>>>>>
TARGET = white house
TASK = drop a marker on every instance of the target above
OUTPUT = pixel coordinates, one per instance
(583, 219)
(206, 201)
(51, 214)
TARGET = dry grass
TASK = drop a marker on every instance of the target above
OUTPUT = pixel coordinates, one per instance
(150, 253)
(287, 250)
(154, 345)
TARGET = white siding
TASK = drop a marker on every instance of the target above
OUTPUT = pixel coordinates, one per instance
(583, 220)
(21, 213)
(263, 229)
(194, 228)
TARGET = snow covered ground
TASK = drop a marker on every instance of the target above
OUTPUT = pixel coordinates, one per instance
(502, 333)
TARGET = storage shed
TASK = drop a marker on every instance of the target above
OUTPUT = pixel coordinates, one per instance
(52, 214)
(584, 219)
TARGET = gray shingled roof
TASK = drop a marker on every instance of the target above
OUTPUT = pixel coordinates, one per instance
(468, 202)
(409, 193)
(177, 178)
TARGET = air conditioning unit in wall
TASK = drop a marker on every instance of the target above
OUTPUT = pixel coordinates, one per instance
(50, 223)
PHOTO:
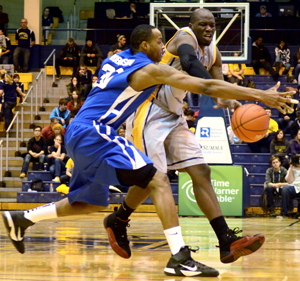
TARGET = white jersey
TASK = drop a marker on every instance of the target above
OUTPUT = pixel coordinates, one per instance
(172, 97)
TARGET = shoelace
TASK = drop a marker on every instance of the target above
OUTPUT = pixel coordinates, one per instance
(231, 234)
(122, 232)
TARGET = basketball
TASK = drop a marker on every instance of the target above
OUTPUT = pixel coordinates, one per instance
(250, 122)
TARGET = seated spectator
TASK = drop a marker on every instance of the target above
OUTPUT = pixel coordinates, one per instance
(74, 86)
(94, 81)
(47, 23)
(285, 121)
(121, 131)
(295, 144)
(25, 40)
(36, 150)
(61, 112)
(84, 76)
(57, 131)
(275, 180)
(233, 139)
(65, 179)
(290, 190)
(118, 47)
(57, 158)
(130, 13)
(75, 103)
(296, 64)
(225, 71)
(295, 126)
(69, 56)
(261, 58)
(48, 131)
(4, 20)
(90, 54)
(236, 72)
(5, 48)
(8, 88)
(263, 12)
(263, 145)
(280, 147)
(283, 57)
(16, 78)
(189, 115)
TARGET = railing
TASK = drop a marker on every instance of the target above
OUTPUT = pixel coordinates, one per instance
<<<<<
>>>>>
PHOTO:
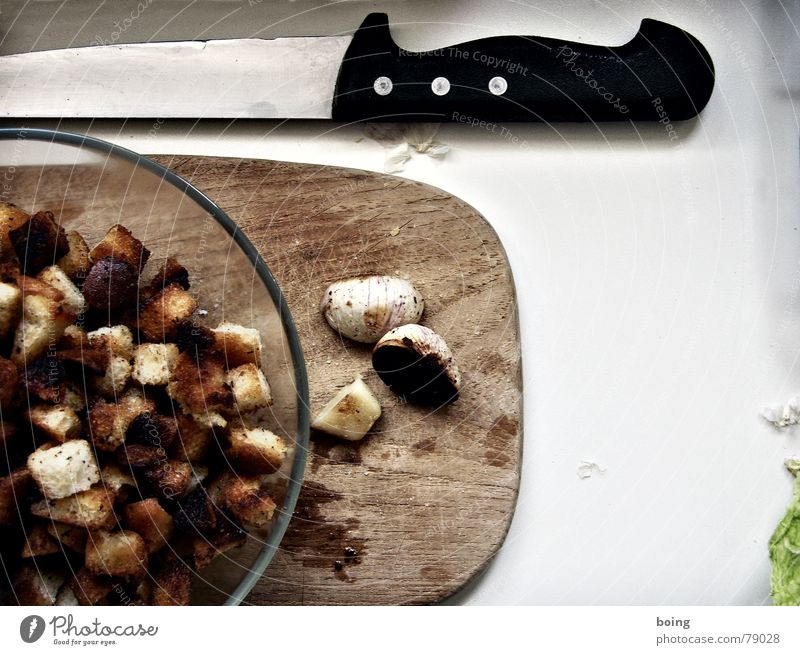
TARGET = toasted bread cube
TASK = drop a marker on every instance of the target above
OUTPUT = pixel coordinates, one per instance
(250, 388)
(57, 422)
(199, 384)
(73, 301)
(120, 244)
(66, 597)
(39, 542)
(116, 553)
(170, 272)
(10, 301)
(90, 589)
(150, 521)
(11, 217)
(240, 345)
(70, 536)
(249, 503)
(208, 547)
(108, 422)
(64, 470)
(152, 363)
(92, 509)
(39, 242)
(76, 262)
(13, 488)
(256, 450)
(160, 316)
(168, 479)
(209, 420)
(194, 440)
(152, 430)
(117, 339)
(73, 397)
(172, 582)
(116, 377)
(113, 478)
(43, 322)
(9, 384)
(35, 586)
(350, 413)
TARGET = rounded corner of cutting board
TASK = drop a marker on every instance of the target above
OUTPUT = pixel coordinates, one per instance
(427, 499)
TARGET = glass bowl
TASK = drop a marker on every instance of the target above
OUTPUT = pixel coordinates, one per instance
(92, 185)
<<<<<
# Task to carry out:
Find every line in the data above that contains the word "white", and copy each of those lines. Case counts.

# Written solution:
TARGET = white house
TARGET = white siding
TARGET = white jersey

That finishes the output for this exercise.